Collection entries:
§

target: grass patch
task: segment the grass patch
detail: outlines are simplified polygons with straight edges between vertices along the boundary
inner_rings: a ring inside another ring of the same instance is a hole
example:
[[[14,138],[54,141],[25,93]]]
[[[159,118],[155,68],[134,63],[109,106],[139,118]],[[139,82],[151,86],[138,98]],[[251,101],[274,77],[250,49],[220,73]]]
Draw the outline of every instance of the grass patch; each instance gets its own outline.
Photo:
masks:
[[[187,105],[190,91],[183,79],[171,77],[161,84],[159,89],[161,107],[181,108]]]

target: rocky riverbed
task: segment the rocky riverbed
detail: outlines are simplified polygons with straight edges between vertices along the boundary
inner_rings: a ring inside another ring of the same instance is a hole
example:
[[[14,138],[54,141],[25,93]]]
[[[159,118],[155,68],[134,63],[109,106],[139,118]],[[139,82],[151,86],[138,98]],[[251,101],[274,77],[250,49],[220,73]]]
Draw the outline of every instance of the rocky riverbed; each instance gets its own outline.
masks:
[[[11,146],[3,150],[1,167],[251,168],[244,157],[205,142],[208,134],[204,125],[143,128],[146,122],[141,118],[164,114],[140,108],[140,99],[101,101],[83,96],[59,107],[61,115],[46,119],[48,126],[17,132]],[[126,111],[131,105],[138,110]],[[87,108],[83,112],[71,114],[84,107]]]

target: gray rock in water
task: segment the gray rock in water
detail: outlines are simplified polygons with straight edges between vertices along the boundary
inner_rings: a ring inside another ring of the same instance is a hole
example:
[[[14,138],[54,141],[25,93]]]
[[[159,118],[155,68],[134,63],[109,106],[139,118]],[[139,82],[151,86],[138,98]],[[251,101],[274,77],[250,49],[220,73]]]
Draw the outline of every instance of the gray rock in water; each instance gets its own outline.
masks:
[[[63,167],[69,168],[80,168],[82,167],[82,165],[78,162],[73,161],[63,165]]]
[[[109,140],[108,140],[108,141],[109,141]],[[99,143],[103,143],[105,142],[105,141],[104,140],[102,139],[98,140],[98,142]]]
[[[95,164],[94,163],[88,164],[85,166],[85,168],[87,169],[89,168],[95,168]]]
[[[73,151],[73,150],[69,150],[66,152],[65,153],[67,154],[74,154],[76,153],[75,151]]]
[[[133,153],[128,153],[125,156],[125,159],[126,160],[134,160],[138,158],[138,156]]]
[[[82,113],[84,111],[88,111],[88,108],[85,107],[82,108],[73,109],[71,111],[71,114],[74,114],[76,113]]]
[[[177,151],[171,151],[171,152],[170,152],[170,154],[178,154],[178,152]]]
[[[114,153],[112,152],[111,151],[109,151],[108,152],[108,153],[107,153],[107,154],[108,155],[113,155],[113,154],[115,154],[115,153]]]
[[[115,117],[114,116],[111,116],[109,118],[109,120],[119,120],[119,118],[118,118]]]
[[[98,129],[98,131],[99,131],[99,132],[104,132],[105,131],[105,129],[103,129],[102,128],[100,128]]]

§

How many lines in the items above contain the word "segment"? Reply with the number alone.

Written answer
3